Les analyses de Jacques Cheminade

Concorde-Koursk contrer l’offensive anglo-américaine

dimanche 2 juillet 2000, par Jacques Cheminade

Quelles qu’aient pu être les causes de la destruction du Concorde et du Koursk, il est clair que l’oligarchie anglo-américaine a saisi l’occasion pour lancer une double offensive contre les technologies de pointe et l’Etat-nation. Après les attaques de Margaret Thatcher contre les « illusions de grandeur » de la France, à la Hoover Institution (Californie), Jim Hoagland, dans le Washington Post du 20 août, exprime avec une virulence révélatrice les intentions que ceux qui l’emploient.

Sous le titre « Koursk et Concorde , tous deux trop ambitieux pour durer », le quotidien de « l’élite » washingtonienne soutient que « ces deux désastres séparés sont liés à des causes politiques ». L’origine des deux catastrophes est, selon lui, « un sens de la grandeur nationale exagéré et dépassé », fondé sur un « excès de technologie ». Il conclut : « La grandeur au moyen d’une technologie inutile et chère est un mauvais investissement dans un monde où même le nationalisme doit payer pour s’affirmer, ou bien se soumettre ». Déclarations d’autant plus révélatrices que le New York Times entonne un air similaire. La presse britannique pour sa part, s’en est prise à Air France et à notre pays avec une malveillance telle que British Airways et les milieux anglais de l’aéronautique ont protesté.

=-=-=-=-=

→ Exercices proposés:
**a)** D'après l'analyse sur le Concorde et le Koursk, où Margaret Thatcher a-t-elle attaqué les « illusions de grandeur » de la France ?
**b)** Reprenez l'analyse sur le Concorde et le Koursk en poursuivant après sa dernière phrase.

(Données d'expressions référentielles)

=-=-=-=-=

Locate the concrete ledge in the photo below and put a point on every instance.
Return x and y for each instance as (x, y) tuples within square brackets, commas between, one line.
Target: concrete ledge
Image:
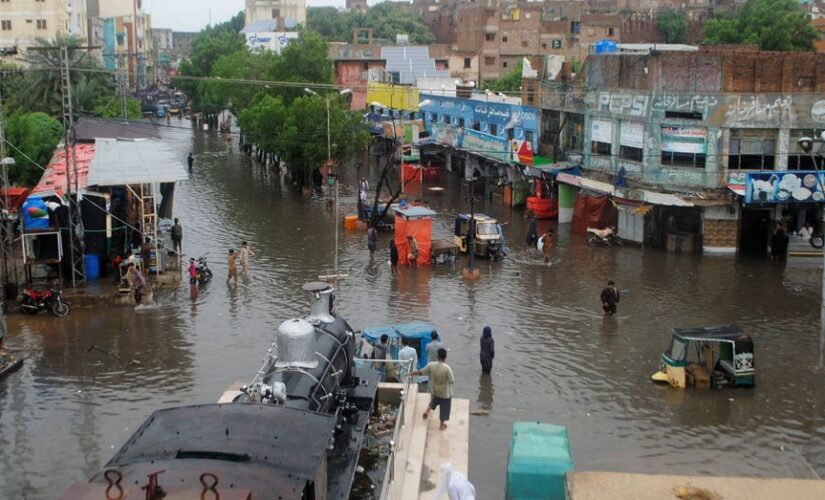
[(600, 485)]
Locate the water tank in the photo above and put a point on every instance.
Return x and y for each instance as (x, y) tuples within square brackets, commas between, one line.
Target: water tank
[(605, 46), (296, 344), (92, 267), (538, 460)]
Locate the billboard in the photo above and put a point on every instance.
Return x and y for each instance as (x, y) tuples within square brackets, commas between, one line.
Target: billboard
[(799, 186)]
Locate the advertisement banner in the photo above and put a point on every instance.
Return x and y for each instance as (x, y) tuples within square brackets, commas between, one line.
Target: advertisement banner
[(601, 131), (490, 146), (632, 134), (685, 140), (801, 186)]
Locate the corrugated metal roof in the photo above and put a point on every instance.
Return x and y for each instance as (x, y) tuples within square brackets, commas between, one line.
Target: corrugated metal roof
[(410, 63), (118, 163)]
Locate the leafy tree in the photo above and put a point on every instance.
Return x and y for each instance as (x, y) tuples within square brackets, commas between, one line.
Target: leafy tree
[(110, 107), (34, 137), (673, 26), (510, 82), (771, 24), (38, 89), (386, 20)]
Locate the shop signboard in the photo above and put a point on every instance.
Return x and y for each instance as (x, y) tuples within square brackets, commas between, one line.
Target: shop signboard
[(601, 131), (685, 140), (799, 186), (490, 146), (446, 134)]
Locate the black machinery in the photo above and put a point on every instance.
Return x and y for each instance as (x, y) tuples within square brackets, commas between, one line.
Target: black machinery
[(294, 432)]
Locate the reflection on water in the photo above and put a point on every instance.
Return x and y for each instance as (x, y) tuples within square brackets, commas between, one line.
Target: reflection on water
[(558, 359)]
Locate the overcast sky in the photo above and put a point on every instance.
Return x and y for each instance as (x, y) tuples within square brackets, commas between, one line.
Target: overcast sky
[(193, 15)]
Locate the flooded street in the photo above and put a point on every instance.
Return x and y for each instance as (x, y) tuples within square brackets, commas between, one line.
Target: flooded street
[(67, 411)]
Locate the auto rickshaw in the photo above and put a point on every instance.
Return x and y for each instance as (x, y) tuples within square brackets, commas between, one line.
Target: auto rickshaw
[(486, 242), (709, 357)]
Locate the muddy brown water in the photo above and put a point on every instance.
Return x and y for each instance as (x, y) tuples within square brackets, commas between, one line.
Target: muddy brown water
[(557, 358)]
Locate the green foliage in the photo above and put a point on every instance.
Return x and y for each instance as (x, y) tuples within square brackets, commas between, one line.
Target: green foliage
[(673, 26), (38, 89), (511, 82), (385, 19), (35, 135), (771, 24), (110, 107)]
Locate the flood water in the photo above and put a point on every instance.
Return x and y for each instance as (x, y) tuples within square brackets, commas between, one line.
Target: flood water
[(67, 411)]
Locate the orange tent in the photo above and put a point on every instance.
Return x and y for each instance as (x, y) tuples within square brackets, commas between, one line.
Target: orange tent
[(418, 222)]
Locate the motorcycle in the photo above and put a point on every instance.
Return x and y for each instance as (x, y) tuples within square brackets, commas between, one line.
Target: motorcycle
[(204, 273), (35, 301), (606, 236)]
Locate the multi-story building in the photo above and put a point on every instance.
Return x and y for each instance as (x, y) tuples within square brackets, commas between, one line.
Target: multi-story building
[(128, 38), (291, 12), (697, 150), (22, 22)]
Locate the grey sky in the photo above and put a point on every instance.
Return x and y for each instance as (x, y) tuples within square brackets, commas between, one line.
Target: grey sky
[(193, 15)]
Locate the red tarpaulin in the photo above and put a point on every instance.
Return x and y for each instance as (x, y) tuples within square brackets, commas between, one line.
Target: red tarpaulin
[(593, 211), (16, 197), (421, 230)]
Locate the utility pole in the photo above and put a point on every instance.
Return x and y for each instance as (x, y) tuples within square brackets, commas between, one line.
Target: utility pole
[(78, 266), (7, 227)]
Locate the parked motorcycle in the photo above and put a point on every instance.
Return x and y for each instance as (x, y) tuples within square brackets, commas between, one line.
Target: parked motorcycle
[(35, 301), (204, 273), (606, 236)]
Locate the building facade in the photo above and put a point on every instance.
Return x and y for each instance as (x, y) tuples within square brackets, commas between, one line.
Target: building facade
[(684, 133), (291, 12), (22, 22)]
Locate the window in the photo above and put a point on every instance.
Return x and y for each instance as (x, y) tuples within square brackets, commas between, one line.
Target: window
[(751, 149), (631, 141), (684, 146), (601, 137), (797, 158)]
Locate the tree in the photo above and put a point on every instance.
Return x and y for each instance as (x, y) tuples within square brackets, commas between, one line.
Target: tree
[(673, 26), (510, 82), (385, 19), (38, 89), (771, 24), (34, 137)]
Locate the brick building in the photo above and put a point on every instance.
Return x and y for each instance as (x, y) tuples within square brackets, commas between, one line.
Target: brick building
[(675, 139)]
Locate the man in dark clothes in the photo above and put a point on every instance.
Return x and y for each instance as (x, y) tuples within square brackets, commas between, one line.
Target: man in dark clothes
[(177, 237), (393, 257), (488, 350), (533, 232), (610, 298)]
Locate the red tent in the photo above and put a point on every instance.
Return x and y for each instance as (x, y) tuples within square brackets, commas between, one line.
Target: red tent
[(418, 222)]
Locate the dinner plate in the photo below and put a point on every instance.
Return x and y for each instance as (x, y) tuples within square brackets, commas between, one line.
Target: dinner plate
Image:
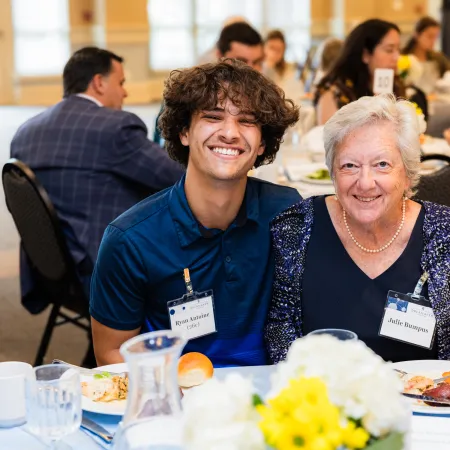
[(428, 368), (115, 408)]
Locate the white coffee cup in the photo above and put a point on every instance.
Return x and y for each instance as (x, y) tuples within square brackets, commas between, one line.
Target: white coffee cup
[(13, 375)]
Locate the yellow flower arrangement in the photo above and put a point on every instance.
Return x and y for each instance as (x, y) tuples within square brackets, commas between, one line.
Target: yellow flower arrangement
[(302, 417), (403, 65)]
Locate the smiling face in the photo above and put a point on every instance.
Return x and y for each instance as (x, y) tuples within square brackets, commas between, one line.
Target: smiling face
[(385, 55), (369, 174), (223, 143)]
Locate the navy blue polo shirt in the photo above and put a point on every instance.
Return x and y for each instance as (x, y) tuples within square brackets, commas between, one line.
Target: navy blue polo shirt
[(144, 252)]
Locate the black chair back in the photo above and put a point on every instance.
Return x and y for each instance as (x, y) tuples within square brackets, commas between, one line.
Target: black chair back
[(45, 246), (435, 187)]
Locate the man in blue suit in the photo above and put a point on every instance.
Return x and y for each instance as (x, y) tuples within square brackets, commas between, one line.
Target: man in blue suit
[(94, 160)]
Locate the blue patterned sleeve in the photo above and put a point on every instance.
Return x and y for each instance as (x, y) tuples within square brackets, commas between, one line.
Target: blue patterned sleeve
[(289, 241)]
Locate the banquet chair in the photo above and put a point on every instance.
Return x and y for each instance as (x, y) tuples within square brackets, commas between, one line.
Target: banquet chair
[(45, 246), (435, 186)]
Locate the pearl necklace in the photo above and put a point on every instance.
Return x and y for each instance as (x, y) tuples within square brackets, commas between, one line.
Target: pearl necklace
[(377, 250)]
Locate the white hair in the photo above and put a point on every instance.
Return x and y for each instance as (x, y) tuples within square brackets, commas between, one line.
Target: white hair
[(372, 110)]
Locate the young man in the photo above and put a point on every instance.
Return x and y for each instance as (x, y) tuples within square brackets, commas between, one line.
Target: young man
[(219, 120), (237, 41)]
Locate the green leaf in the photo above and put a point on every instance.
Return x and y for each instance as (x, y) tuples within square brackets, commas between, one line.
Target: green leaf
[(392, 442), (257, 400)]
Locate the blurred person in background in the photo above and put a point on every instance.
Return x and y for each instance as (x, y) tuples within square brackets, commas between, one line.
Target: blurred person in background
[(421, 45), (211, 55), (93, 159), (373, 44), (281, 72), (328, 53)]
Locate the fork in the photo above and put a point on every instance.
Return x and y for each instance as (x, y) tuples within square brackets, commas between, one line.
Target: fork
[(435, 381), (89, 372)]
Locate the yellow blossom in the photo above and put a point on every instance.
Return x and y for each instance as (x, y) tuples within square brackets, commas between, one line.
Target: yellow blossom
[(403, 63), (303, 417)]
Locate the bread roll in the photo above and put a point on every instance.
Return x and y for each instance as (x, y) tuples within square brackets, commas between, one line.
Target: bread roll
[(194, 369)]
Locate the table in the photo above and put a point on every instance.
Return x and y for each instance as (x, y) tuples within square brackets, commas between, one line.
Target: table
[(429, 432)]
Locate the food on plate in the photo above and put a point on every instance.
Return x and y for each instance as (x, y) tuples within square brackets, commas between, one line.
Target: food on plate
[(442, 391), (320, 174), (105, 388), (194, 369), (418, 384)]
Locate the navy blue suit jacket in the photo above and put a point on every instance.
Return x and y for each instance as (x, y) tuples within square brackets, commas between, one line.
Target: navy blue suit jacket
[(95, 163)]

=-=-=-=-=

→ Corrigé des exercices:
**a)** À la Hoover Institution, en Californie.

**b)**
Dans ces conditions, il est clair que tous les organes de presse qui ont attaqué, souvent avec virulence, les institutions françaises et russes et dénigré leurs réalisations, ont participé, consciemment ou pas, à une campagne orchestrée.

L’intention de cette campagne ne peut être comprise qu’en considérant l’extrême gravité de la situation financière et monétaire internationale. L’oligarchie financière anglo-américaine, incapable de contrôler son propre système, ne peut manifester son pouvoir que sous forme de nuisance, en tentant d’éliminer tout point de résistance. Elle craint le potentiel militaire russe et n’a pas du tout apprécié les velléités de résistance du gouvernement français, notamment le « non » d’Hubert Védrine à Madeleine Albright (à Varsovie, cf. notre numéro précédent). D’où sa réaction, qu’on peut comparer à celle d’un prédateur blessé et irrité.

Le danger majeur de cette attitude est de n’ouvrir à l’adversaire aucune porte de sortie : on le frappe à terre et on le somme de céder. Poutine doit renoncer « à son obsession du statut passé de superpuissance de son pays », à des « rodomontades qui ne sont plus de saison ». Et le gouvernement français doit non seulement interdire de vol le Concorde, « avion pour riche cher et polluant », mais renoncer une bonne fois pour toutes à la « prétention gaullienne » et ne pas en construire de nouveau.

Notre réponse devrait être claire, nette et tranchante.

Tout d’abord, en entreprenant la construction d’une nouvelle génération de supersoniques, comme s’y est engagé Jean-Claude Gayssot, au niveau européen, mais en secouant politiquement nos partenaires et non en attendant plus ou moins passivement leur bon vouloir.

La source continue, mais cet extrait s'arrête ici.